TEXT UNDER STUDY START
After a little light reading of “How Does Household Spending Respond to an Epidemic? Consumption During the 2020 COVID-19 Pandemic” from the National Bureau of Economic Affairs, I wanted to share with you some tidbits I found interesting.

In late February until mid-March, stores were mobbed with long lines of people stockpiling groceries and other goods to prepare for the Coronavirus pandemic. Remember the “Great Toilet Paper Shortage” of 2020? First in line were households with children. Average transactions at Costco, Walmart, etc. were 50% higher than normal, which is understandable if a family is stockpiling. Men tended to buy less pre-Shelter-in-Place, and Millennials didn’t hit the stores until late. During this period, restaurant spending went down 30% and general shopping plummeted 50%.

Once stay-at-home orders went in place, a reduction in movement meant a reduction in spending across categories like retail, entertainment, travel, and public transportation. The only exception was credit card spending, which decreased much less and tended to be higher for democrats than republicans. This paper also looked at political factors.

This paper, as well as the French Statistical Service, estimate that overall spending will be down 35% during the pandemic. Silver lining… this could mean some savings for your family. I crunched my family’s spending numbers and we are on track to spend about 25% less than usual.

While extra cash in my bank account might be nice, I am still very much looking forward to life outside the 1 km radius of our home in Bordeaux.
TEXT UNDER STUDY END
▸ EXERCISE DIRECTIONS:
Copy everything in the pandemic spending post from "This paper, as" down to "less than usual.", word for word.
DATA SUPPLIED START
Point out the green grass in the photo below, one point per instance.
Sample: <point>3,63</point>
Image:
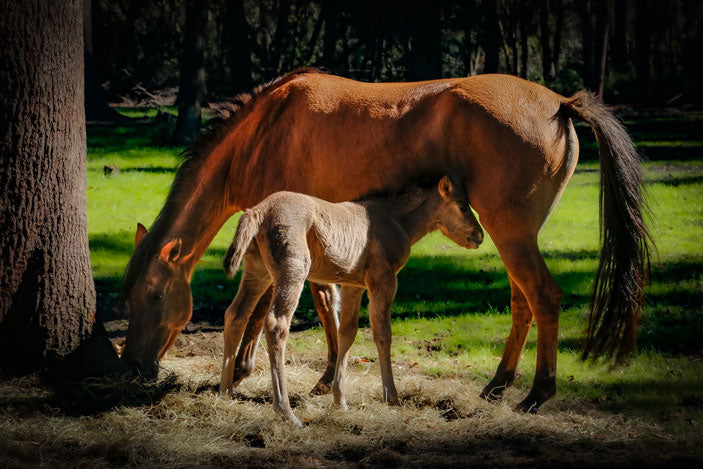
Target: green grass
<point>451,313</point>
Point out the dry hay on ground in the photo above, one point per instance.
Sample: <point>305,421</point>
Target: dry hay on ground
<point>181,421</point>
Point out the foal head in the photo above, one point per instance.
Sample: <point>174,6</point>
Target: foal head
<point>454,217</point>
<point>156,294</point>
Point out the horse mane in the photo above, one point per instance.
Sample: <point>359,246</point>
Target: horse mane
<point>230,114</point>
<point>235,110</point>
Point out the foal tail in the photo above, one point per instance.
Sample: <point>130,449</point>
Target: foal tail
<point>249,225</point>
<point>616,304</point>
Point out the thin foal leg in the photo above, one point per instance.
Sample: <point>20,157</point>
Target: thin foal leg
<point>326,298</point>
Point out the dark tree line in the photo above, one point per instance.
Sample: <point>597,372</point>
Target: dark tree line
<point>631,51</point>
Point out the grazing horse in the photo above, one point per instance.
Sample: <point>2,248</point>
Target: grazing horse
<point>290,237</point>
<point>512,144</point>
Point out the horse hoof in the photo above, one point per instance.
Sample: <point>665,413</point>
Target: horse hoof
<point>527,407</point>
<point>494,394</point>
<point>320,389</point>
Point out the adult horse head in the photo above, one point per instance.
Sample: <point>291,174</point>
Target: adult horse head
<point>156,295</point>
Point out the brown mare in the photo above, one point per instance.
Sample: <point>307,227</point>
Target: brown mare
<point>510,141</point>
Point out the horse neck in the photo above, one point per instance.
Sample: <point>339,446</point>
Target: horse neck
<point>195,210</point>
<point>415,213</point>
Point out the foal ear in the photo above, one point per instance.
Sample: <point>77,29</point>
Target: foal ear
<point>141,231</point>
<point>171,251</point>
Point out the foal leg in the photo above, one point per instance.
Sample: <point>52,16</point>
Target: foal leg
<point>527,268</point>
<point>245,361</point>
<point>522,321</point>
<point>251,288</point>
<point>381,294</point>
<point>349,324</point>
<point>326,298</point>
<point>286,294</point>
DATA SUPPLIED END
▸ YOUR RESPONSE:
This paper, as well as the French Statistical Service, estimate that overall spending will be down 35% during the pandemic. Silver lining… this could mean some savings for your family. I crunched my family’s spending numbers and we are on track to spend about 25% less than usual.